Selection
════════════════

Generate the cloud formation template with API serverless endpoints uploading code to sagemaker bucket

In [None]:
!aws cloudformation package --template-file ../../assets/deploy-model-prd.yml \
    --output-template-file ../../assets/template-model-prd.yml --s3-bucket $artifact_bucket

Verify the template has been generated correctly

In [None]:
!cat ../../assets/template-model-prd.yml

## Ok, now it's time to push everything to the repo

In [None]:
%%bash

cd ../../../mlops-workshop-images/master
mkdir -p assets

cp $OLDPWD/trainingjob.json $OLDPWD/monitoring.json .
cp ../../mlops-workshop/assets/template-model-prd.yml assets/deploy-model-prd.yml  # Save as original name
cp ../../mlops-workshop/assets/deploy-model-dev.yml assets/deploy-model-dev.yml
cp ../../mlops-workshop/assets/wait-training-job.yml assets/wait-training-job.yml

git add --all
git commit -a -m " - test updated deployment"

════════════════

Stated problem 1
In the notebook excerpt, what file name is template-model-prd.yml given when it is copied into the assets folder?
The notebook excerpt and the listing are separate, unrelated material.

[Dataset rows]
════════════════

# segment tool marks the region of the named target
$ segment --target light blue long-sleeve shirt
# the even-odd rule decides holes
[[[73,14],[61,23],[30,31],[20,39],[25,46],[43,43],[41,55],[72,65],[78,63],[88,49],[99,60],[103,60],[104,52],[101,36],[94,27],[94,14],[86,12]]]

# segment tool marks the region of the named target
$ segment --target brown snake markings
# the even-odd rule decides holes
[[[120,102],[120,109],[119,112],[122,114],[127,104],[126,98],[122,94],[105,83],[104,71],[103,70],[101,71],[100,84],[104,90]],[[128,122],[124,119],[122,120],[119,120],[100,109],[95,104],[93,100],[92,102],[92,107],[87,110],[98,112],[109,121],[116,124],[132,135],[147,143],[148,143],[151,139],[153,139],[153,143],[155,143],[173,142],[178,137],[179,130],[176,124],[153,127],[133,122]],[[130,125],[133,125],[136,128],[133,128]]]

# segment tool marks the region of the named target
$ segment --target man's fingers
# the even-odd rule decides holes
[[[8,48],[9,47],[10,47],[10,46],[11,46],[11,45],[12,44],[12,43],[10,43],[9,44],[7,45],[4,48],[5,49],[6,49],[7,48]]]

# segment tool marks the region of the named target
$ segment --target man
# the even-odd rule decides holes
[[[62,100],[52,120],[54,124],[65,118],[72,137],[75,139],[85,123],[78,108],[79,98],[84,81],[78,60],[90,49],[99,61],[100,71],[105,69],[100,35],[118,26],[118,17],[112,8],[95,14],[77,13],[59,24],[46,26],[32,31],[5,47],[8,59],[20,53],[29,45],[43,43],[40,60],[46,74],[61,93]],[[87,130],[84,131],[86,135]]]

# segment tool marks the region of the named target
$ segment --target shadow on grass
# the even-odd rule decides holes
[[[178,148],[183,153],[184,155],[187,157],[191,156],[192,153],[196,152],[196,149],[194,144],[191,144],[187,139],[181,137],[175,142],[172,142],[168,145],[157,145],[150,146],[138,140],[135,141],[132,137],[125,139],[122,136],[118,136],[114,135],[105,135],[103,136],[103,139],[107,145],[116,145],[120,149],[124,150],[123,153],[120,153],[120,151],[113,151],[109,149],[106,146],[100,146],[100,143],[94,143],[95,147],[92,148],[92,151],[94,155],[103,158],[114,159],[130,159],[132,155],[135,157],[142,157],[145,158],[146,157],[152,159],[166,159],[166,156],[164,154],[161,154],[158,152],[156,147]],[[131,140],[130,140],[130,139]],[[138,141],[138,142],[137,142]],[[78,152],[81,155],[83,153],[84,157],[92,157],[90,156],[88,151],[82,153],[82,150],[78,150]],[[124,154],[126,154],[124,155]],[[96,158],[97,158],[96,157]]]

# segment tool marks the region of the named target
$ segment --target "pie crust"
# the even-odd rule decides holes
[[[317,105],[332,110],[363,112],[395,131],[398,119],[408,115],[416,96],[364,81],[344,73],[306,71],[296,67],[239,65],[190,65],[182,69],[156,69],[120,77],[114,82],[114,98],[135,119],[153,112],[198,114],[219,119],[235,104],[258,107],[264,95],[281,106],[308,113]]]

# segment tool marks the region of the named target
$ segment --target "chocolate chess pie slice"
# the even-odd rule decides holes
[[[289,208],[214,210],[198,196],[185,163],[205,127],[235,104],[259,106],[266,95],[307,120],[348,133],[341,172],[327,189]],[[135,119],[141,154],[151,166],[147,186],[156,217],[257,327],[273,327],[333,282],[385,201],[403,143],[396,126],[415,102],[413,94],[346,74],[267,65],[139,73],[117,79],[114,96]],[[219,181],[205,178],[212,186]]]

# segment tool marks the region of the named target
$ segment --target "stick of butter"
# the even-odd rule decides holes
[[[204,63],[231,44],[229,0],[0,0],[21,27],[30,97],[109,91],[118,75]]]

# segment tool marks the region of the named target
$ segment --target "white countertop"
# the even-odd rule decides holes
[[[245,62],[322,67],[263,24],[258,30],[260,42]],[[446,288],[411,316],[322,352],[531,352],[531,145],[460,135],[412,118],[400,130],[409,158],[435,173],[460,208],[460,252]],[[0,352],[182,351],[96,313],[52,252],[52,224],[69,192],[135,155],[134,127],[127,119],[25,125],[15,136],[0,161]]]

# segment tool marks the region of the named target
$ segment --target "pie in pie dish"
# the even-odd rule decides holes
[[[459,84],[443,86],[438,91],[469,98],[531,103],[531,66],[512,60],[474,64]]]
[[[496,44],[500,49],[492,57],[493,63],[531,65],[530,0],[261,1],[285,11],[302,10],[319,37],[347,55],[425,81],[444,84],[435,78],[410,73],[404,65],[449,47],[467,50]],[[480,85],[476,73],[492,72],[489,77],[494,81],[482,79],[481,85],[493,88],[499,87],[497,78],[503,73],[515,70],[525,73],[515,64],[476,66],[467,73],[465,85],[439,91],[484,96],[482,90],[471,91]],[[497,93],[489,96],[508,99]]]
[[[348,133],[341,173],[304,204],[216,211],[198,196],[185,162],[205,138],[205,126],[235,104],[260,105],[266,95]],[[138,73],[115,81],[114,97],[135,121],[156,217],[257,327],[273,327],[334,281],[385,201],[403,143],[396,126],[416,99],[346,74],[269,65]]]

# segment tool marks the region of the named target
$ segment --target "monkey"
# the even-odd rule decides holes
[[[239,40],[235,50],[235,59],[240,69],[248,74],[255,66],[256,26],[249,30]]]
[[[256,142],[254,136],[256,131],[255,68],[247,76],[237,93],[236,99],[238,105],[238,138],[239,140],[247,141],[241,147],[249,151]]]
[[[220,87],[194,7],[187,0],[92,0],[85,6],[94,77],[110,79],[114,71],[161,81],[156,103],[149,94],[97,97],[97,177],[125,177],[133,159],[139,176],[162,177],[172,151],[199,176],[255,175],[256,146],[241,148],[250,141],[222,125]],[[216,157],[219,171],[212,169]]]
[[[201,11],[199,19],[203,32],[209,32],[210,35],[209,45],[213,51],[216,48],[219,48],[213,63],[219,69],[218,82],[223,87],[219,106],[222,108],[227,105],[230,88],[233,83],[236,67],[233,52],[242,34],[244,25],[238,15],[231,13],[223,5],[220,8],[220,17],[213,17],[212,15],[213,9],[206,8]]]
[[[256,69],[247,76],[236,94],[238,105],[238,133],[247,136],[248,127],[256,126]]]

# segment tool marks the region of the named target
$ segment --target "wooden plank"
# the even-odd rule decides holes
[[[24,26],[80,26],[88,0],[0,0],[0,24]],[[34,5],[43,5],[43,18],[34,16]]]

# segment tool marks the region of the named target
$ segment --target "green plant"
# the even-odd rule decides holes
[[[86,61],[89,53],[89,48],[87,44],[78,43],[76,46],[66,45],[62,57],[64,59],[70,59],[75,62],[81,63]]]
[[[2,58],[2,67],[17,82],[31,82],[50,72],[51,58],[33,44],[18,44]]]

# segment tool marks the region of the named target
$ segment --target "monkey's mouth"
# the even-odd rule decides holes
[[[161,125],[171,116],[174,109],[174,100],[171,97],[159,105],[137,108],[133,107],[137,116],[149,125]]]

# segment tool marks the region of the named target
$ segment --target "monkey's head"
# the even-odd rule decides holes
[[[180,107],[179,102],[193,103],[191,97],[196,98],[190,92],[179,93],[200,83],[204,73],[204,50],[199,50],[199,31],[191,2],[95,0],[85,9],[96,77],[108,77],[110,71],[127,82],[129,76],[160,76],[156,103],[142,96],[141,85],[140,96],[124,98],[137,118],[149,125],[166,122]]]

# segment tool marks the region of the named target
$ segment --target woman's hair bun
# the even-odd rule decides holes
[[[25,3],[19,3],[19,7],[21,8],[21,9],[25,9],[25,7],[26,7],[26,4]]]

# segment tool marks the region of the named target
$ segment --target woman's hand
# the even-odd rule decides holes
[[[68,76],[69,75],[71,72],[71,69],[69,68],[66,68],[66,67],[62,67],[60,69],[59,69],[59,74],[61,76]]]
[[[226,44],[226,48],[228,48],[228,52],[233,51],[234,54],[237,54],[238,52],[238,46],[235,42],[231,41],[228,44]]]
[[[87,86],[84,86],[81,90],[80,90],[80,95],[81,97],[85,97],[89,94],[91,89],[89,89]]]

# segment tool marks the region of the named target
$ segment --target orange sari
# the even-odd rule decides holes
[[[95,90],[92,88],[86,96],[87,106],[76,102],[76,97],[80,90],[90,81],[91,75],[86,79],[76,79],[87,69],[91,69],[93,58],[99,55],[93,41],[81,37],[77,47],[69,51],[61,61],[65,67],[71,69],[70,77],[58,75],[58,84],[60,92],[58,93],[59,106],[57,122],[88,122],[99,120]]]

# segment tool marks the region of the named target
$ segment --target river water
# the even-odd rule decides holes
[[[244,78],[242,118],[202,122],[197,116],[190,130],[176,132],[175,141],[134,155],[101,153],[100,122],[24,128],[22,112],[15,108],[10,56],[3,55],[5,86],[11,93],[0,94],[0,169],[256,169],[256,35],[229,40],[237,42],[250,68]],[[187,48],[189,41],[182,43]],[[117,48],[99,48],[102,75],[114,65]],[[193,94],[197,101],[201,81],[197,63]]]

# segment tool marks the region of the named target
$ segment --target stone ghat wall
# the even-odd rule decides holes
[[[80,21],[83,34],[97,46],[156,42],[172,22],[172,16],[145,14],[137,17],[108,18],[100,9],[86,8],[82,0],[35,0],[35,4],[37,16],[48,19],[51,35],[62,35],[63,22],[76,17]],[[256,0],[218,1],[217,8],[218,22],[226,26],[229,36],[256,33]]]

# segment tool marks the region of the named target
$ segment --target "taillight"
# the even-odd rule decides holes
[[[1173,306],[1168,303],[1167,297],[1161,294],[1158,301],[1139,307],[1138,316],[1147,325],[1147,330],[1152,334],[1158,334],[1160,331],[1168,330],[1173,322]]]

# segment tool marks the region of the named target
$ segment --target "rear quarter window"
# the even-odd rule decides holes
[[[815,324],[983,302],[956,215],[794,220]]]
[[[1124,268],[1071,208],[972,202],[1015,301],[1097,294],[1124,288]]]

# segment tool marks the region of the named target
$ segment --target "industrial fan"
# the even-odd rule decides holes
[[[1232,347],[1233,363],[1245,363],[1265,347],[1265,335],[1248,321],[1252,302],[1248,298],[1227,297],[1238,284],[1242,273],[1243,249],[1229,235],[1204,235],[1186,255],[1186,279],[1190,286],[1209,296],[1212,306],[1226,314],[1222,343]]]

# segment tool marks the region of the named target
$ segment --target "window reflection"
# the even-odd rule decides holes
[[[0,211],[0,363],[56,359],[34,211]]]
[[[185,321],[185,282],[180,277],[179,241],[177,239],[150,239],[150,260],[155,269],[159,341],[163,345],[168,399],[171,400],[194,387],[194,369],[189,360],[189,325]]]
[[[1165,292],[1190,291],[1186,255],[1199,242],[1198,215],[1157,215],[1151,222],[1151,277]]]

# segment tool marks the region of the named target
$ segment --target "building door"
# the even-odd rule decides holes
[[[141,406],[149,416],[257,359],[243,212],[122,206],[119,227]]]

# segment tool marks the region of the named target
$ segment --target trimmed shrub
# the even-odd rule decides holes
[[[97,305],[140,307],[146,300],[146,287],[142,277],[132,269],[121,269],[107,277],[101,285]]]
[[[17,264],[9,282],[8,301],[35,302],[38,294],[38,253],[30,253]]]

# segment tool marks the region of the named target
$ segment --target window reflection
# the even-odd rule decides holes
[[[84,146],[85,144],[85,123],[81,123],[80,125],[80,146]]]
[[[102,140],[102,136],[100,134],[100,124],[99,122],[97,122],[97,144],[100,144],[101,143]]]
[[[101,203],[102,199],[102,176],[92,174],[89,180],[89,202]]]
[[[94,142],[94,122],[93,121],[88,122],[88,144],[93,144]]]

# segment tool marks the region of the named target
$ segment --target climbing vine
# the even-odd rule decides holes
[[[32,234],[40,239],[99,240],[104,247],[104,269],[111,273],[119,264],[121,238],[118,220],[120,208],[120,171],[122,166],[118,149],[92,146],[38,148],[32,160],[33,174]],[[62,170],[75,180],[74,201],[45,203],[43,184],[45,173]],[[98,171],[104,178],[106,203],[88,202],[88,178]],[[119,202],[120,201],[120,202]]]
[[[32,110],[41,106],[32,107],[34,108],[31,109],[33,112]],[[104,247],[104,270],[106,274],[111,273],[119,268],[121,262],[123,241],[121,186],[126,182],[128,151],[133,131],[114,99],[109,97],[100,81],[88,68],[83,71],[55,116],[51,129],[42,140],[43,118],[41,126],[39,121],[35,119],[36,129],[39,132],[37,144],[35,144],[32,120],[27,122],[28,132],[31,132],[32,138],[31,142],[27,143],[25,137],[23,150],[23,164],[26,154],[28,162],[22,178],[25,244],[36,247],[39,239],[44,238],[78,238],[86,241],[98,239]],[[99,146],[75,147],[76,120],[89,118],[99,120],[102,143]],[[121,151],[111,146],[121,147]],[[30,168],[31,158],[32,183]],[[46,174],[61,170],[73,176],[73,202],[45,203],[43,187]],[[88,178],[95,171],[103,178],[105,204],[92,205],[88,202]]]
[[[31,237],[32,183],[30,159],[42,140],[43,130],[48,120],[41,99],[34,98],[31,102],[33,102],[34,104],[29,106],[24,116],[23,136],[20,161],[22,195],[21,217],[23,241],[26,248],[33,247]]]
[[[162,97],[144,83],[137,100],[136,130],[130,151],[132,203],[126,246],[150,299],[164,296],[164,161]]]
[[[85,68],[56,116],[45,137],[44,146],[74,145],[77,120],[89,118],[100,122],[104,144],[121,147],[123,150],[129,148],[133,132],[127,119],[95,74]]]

════════════════

Stated problem 2
Count the lines of the listing that contain the string "monkey", and give only the number.

Task output 1
deploy-model-prd.yml

Task output 2
3